*TASK TO COMPLETE*: Reproduce, word for word, the portion of the queues quiz below between "Visibility timeout: while" and "whole gets everything.", inclusive.

-- Start READING PASSAGE --

What's Inside
Part 1
Complete Queues Quiz — 30 Questions
Section A · 8 Questions
Queue Patterns & Consumer
Async messaging: the producer sends to the queue and continues immediately (fire-and-forget). The queue buffers the message. The consumer processes it later. The producer is never blocked.
ACK only after processing is complete and side effects are committed. If you ACK before processing and then crash, the message is lost — the broker already removed it.
The visibility timeout (SQS) or unacked message TTL (RabbitMQ) expires. The message becomes visible again and is redelivered to another consumer. This is the at-least-once guarantee in action.
Competing consumers: multiple consumers pull from the same queue. The broker delivers each message to exactly one consumer. Work is distributed automatically (round-robin or least-busy).
Growing queue depth means consumers cannot keep up. Add more consumer instances. More workers = more parallel processing = queue drains faster. This is the primary scaling mechanism.
Async messaging decouples producer from consumer: they operate independently, the queue buffers traffic spikes, and if the consumer is down, messages wait instead of causing producer failures.
Visibility timeout: while a consumer is processing a message, it is hidden from other consumers. If the consumer does not ACK within the timeout, the message becomes visible again for redelivery.
Sending emails after purchase is async: the user does not wait for email delivery. Login, search, and profile fetch all need immediate responses — these are synchronous operations.
Section B · 7 Questions
Pub/Sub & Kafka
A consumer group receives ALL messages in the topic. Partitions are distributed among group members — each member handles a subset of partitions but the group as a whole gets everything.
6 partitions / 3 consumers = 2 partitions per consumer. Kafka evenly distributes partitions within a consumer group. Adding a 4th consumer would make it 6/4, some get 2, some get 1.
Ordering is guaranteed within a single partition (messages appended in order, consumed in order). Across partitions, there is no ordering guarantee. Use partition keys for per-entity ordering.
Using order_id as partition key ensures all events for order #42 hash to the same partition. Within that partition, events are ordered (created → paid → shipped → delivered).
Multiple consumer groups = pub/sub. Each group independently receives all messages. Within each group, it is a work queue. This is how Kafka combines both patterns in one system.
Kafka retains messages (default 7 days) to enable replay. Consumers can reset their offset to reprocess historical events — invaluable for debugging, backfilling data, and rebuilding state.
New consumer groups subscribe independently. The producer has no knowledge of its consumers. Zero code changes to the producer. This is the core decoupling benefit of event-driven architecture.
Section C · 8 Questions
Retries, DLQ & Delivery
Exponential backoff doubles the wait: ~1s, ~2s, ~4s, ~8s. Jitter adds random offset to prevent synchronized retries. This is the gold standard used by AWS SDK, gRPC, and Stripe.

-- End READING PASSAGE --
-- Start EXCERPTED DATA --

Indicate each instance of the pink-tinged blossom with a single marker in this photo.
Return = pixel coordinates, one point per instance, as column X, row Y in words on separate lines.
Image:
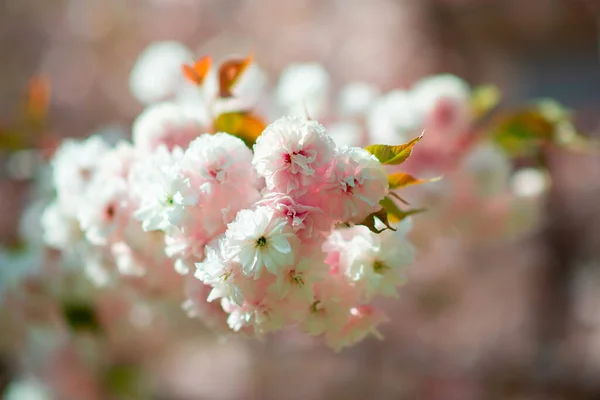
column 103, row 210
column 219, row 159
column 329, row 310
column 162, row 190
column 168, row 124
column 260, row 315
column 297, row 281
column 374, row 264
column 357, row 183
column 293, row 153
column 221, row 274
column 196, row 306
column 74, row 165
column 308, row 222
column 364, row 320
column 258, row 238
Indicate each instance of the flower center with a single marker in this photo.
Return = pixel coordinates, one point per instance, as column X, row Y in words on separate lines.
column 261, row 241
column 315, row 307
column 110, row 211
column 296, row 278
column 379, row 267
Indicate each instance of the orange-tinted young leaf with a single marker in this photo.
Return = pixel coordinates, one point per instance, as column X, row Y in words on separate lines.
column 229, row 73
column 393, row 155
column 197, row 73
column 400, row 179
column 38, row 99
column 245, row 125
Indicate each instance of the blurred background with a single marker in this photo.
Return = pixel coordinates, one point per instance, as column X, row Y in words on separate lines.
column 483, row 316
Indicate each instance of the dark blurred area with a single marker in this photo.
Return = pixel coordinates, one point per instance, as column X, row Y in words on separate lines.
column 491, row 318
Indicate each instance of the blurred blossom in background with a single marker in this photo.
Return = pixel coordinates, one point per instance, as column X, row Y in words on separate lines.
column 502, row 302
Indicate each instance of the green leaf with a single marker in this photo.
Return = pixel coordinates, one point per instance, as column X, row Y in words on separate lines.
column 382, row 215
column 484, row 99
column 242, row 124
column 393, row 155
column 80, row 317
column 395, row 214
column 400, row 179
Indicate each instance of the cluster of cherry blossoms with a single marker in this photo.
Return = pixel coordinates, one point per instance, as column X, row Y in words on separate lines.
column 289, row 231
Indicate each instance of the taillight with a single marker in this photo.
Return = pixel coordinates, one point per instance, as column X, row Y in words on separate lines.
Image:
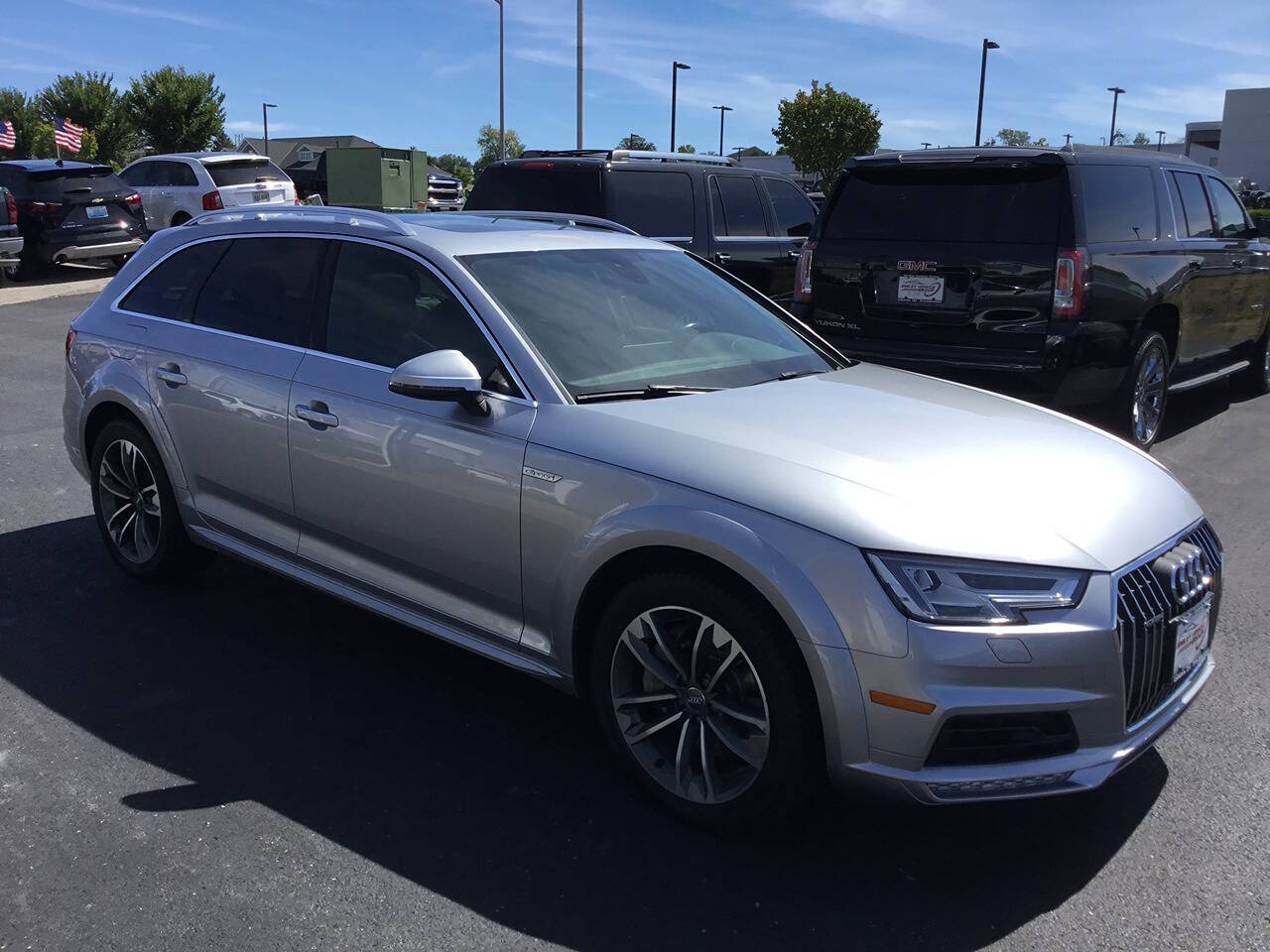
column 803, row 276
column 1071, row 276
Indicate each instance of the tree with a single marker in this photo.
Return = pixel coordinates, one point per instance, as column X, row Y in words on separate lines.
column 44, row 145
column 177, row 111
column 486, row 144
column 457, row 166
column 822, row 128
column 636, row 144
column 17, row 108
column 90, row 99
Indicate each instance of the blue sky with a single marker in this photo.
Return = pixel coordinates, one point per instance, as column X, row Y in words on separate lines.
column 426, row 72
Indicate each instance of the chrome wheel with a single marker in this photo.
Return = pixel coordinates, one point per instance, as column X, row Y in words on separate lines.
column 1148, row 395
column 690, row 705
column 128, row 497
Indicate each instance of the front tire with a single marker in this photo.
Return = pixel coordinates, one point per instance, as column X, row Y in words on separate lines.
column 1139, row 407
column 698, row 688
column 135, row 507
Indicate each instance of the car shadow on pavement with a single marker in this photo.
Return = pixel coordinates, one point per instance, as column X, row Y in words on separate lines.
column 488, row 787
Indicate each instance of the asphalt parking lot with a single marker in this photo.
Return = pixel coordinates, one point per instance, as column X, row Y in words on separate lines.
column 241, row 763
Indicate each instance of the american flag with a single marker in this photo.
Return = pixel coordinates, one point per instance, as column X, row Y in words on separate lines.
column 67, row 135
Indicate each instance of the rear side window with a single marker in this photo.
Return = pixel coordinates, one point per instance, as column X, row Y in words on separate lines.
column 739, row 204
column 169, row 290
column 654, row 203
column 263, row 289
column 539, row 185
column 386, row 307
column 1198, row 217
column 955, row 204
column 244, row 172
column 794, row 209
column 1119, row 203
column 1230, row 220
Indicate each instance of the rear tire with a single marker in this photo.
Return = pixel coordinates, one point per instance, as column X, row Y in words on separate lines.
column 135, row 507
column 1139, row 407
column 725, row 731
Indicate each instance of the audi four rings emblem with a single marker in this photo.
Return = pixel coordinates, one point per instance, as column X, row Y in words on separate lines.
column 1184, row 571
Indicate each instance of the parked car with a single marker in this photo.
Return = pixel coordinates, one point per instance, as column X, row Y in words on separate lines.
column 610, row 465
column 177, row 186
column 72, row 211
column 749, row 222
column 10, row 239
column 1075, row 277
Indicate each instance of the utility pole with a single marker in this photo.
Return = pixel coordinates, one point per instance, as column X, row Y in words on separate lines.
column 983, row 73
column 721, row 111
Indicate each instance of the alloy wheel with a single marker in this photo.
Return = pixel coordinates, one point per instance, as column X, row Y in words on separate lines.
column 128, row 495
column 690, row 705
column 1148, row 395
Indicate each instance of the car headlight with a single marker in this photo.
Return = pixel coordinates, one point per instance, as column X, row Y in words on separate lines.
column 957, row 592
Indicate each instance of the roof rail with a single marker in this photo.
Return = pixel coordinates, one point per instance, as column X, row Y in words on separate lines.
column 619, row 155
column 562, row 218
column 314, row 213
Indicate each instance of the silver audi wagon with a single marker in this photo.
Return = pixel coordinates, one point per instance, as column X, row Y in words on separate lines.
column 608, row 463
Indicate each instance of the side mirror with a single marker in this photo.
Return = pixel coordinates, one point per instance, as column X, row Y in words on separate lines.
column 441, row 375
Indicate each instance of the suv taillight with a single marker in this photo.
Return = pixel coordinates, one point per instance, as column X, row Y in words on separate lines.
column 803, row 276
column 1071, row 276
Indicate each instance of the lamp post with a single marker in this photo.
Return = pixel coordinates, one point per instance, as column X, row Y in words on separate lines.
column 675, row 89
column 721, row 111
column 1115, row 100
column 502, row 132
column 264, row 114
column 983, row 73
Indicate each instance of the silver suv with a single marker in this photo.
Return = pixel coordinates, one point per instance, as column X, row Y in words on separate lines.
column 606, row 462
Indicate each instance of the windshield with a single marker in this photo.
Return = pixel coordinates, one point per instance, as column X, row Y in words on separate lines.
column 627, row 318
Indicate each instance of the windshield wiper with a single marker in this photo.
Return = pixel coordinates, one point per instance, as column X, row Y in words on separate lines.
column 651, row 391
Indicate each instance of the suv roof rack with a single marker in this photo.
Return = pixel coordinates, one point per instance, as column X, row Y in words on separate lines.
column 316, row 213
column 621, row 155
column 563, row 218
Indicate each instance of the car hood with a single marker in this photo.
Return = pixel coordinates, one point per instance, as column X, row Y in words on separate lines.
column 898, row 461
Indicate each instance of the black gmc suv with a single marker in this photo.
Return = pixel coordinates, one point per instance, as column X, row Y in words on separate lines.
column 1092, row 277
column 747, row 221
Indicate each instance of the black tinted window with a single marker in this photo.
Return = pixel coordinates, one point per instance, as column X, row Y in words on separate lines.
column 794, row 209
column 1119, row 203
column 244, row 172
column 1198, row 222
column 1008, row 206
column 742, row 208
column 386, row 308
column 263, row 289
column 1230, row 221
column 654, row 203
column 171, row 289
column 539, row 185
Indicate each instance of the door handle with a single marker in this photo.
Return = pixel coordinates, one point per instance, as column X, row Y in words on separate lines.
column 316, row 417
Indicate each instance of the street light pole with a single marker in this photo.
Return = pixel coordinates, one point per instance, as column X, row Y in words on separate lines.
column 983, row 73
column 1115, row 100
column 675, row 89
column 264, row 114
column 721, row 111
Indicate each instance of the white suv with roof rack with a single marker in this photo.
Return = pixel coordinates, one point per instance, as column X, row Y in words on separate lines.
column 176, row 188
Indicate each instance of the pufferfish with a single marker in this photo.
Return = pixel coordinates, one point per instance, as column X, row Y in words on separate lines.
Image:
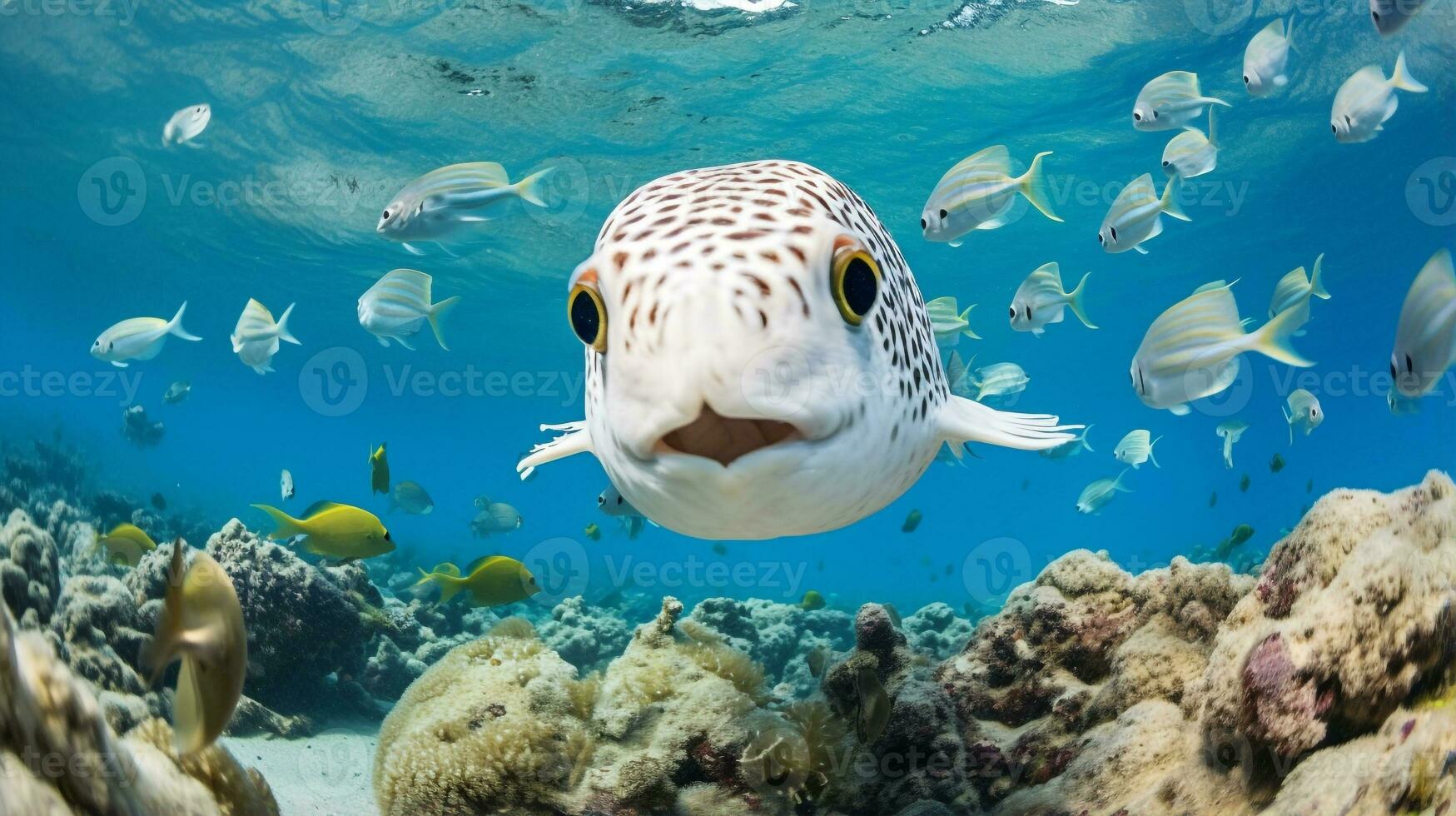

-- End EXCERPTED DATA --

*RESPONSE TO THE EXERCISE*:
Visibility timeout: while a consumer is processing a message, it is hidden from other consumers. If the consumer does not ACK within the timeout, the message becomes visible again for redelivery.
Sending emails after purchase is async: the user does not wait for email delivery. Login, search, and profile fetch all need immediate responses — these are synchronous operations.
Section B · 7 Questions
Pub/Sub & Kafka
A consumer group receives ALL messages in the topic. Partitions are distributed among group members — each member handles a subset of partitions but the group as a whole gets everything.